══ Ausgewählte Textstelle

Papaya Fuzz, Complex23 22. Oktober 2016
Vor dem Konzert ging ich davon aus, dass mit Papaya Fuzz eine Sixties-Band im Complex spielen würde. Nach dem Konzert war diese Annahme genauso überholt, wie die Vorstellung, dass Frauen auf der Bühne lächeln müssen.
Grund für die Einordnung von Papaya Fuzz in die Sixties-Schublade war dieses Video. Vor Ort entpuppt sich das Trio aus dem schweizerischen Fribourg als grundsolide Rock’n Roll-Band. In den Sound fließen zum Beispiel mit hohem Frauenkreischen und diabolischem Lachen auch typische 50er-Jahre-Horrorfilm-Sounds ein.
Das Ganze ist sehr rhythmisch und auch gut tanzbar. Interessanterweise wollten dies an diesem Abend praktisch ausschließlich Männer.
Beim Auftritt bemerke ich zwei Dinge. Die weite, schwarze Hose und die gescheitelten langen Haare des Sängers, durch die er in Verbindung mit seinem Oberlippenbärtchen an einen französischen Intellektuellen erinnert. Bei der Bassistin fällt mir auf, wie sie konsequent jedes Lächeln vermeidet. Einmal, als sie kurz zum Schlagzeuger sieht, huscht für einen Sekundenbruchteil ein freundlicher Ausdruck über ihr Gesicht.

════
══ Datenauszüge

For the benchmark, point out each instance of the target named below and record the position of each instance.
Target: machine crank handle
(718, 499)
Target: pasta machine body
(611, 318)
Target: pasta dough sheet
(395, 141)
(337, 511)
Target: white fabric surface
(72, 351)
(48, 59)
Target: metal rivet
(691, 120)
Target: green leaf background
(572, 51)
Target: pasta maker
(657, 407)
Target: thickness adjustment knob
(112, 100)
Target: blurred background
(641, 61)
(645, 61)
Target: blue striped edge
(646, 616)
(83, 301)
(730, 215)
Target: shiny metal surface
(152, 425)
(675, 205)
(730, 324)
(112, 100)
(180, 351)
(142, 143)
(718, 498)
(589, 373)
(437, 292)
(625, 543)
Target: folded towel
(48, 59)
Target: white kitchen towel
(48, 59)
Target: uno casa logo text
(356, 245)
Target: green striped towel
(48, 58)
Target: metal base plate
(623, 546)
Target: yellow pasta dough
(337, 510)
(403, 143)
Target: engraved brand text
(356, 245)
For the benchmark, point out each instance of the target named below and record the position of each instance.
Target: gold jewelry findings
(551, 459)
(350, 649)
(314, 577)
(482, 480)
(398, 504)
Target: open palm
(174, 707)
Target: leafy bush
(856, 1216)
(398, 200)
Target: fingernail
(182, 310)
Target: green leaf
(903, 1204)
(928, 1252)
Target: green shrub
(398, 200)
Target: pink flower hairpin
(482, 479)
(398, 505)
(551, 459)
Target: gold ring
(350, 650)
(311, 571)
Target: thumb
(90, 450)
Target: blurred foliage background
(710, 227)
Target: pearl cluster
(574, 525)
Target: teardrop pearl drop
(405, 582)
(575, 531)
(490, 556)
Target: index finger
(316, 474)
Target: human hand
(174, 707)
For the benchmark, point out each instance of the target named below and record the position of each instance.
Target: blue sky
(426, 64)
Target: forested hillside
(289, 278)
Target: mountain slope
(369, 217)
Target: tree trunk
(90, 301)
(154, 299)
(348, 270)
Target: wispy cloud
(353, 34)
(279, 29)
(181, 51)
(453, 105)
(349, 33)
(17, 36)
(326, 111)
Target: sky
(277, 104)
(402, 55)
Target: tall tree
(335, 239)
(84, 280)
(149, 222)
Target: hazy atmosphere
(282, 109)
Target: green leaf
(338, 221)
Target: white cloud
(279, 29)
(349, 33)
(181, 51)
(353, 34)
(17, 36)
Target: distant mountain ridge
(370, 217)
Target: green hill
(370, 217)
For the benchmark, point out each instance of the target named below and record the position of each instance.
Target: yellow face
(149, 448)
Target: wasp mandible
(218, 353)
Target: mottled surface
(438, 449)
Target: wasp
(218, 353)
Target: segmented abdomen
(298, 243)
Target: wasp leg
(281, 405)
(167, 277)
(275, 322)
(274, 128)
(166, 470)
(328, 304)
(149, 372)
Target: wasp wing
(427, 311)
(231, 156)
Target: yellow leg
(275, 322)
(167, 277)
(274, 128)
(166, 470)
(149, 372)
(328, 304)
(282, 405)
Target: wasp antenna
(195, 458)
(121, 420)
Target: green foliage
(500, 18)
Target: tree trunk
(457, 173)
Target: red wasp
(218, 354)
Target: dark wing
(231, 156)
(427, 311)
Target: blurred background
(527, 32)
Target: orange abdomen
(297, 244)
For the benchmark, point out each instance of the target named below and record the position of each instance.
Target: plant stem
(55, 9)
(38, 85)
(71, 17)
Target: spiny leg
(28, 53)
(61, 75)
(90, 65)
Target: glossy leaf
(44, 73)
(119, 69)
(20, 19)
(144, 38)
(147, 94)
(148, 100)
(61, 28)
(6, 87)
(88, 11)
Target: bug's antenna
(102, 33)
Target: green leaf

════

Zu erledigen
Setze bitte den Konzertbericht über Papaya Fuzz im Anschluss an seinen letzten Satz fort.

Erwartete Antwort
Nach dem Konzert spreche ich sie darauf an. Sie antwortet, dass es irgendwie immer Thema sei. Mal lächele sie zufiel, dann werde das Fehlen angekreidet. Je länger ich darüber nachdenke, desto klarer sehe ich, wie auch ich hier mit unterschiedlichem Maß messe. Weder Sänger noch Schlagzeuger haben während des Konzerts auch nur die Andeutung eines Lächelns produziert und das fällt mir überhaupt nicht als bemerkenswert auf. Ich folge wohl auch der gesellschaftlichen Norm, dass Frauen nett und freundlich auftreten müssen.
Nett und freundlich wird der Auftritt vom Publikum aufgenommen, das gefühlt fast ganz anders zusammengesetzt ist, als eine Woche zuvor beim Gig von Travel und Space und Bikini Beach. Durch die angemessene Lautstärke in der Summe ein gutes Konzert. Auch wenn es nach knapp einer Stunde vorbei ist, da der Veranstalter kühn&famos darauf verzichtet hat, eine Vorband zu engagieren. Zum Schluß servieren Sänger und Schlagzeuger mit dem Auseinanderreissen des Drumkits eine kleine Showeinlage.